Dataset excerpts about pointing to objects:
--- START ---
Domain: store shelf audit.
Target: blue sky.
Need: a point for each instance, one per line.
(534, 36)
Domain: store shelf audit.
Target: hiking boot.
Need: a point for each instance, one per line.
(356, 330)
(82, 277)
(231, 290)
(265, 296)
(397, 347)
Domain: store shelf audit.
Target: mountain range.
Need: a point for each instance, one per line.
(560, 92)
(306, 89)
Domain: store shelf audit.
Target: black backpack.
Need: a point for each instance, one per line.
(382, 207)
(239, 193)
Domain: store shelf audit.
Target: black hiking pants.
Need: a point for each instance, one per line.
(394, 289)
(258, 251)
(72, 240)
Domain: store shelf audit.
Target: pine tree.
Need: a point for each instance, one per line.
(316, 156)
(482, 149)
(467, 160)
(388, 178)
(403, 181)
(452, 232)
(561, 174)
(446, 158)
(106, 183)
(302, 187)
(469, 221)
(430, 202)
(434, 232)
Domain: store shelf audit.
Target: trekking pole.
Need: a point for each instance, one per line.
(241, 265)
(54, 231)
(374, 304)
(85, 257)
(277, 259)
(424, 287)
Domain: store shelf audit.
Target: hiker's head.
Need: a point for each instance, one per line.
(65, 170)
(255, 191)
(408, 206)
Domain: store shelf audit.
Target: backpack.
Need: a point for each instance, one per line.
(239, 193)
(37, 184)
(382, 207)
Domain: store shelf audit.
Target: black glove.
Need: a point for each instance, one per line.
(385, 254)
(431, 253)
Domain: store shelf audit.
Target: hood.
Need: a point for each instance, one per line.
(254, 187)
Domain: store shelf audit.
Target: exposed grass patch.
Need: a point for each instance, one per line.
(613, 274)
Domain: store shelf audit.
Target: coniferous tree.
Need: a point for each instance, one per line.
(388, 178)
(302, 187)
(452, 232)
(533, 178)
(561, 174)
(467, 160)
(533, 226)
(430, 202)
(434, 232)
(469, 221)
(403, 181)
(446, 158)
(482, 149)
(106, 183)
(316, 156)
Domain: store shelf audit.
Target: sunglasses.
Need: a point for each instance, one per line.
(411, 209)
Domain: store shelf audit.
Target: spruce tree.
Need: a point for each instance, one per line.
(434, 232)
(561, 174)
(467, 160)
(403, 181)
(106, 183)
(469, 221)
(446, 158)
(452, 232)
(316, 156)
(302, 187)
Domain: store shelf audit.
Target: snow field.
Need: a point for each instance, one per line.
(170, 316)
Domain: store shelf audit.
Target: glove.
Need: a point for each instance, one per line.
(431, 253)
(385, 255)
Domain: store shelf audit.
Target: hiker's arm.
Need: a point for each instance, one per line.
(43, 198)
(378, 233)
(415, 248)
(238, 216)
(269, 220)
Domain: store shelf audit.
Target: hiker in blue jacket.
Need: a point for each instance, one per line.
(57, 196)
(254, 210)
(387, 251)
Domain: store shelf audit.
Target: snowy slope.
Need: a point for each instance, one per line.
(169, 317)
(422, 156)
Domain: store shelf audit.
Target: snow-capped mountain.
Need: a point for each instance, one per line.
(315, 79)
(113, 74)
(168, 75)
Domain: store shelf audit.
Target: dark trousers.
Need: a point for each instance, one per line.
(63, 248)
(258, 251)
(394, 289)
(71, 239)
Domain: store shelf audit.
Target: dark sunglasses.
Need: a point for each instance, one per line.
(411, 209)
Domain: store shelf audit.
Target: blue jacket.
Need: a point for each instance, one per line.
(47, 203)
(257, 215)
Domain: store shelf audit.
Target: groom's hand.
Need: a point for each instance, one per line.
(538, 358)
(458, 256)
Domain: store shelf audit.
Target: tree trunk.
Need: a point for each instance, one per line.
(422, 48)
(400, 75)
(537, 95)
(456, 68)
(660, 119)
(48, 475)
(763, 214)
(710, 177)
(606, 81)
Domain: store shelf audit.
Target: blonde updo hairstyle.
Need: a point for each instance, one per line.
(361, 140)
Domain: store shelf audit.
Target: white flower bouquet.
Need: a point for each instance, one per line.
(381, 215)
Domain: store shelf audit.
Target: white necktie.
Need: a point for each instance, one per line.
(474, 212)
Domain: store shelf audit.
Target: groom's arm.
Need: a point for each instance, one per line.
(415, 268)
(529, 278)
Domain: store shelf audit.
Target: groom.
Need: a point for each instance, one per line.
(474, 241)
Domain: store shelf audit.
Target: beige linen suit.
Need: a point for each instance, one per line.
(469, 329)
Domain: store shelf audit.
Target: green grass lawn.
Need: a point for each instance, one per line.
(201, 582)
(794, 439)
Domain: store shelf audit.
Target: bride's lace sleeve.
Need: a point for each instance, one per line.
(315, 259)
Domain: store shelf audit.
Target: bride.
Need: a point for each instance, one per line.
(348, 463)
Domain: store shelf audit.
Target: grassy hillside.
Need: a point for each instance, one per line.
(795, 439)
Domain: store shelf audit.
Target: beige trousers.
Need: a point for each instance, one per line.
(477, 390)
--- END ---
= GOAL =
Gather every line of the rows above that contains the string "blue". Uppercase and lowercase letters count as different.

= ANSWER IN FULL =
Target: blue sky.
Target: hiker in blue jacket.
Target: blue jacket.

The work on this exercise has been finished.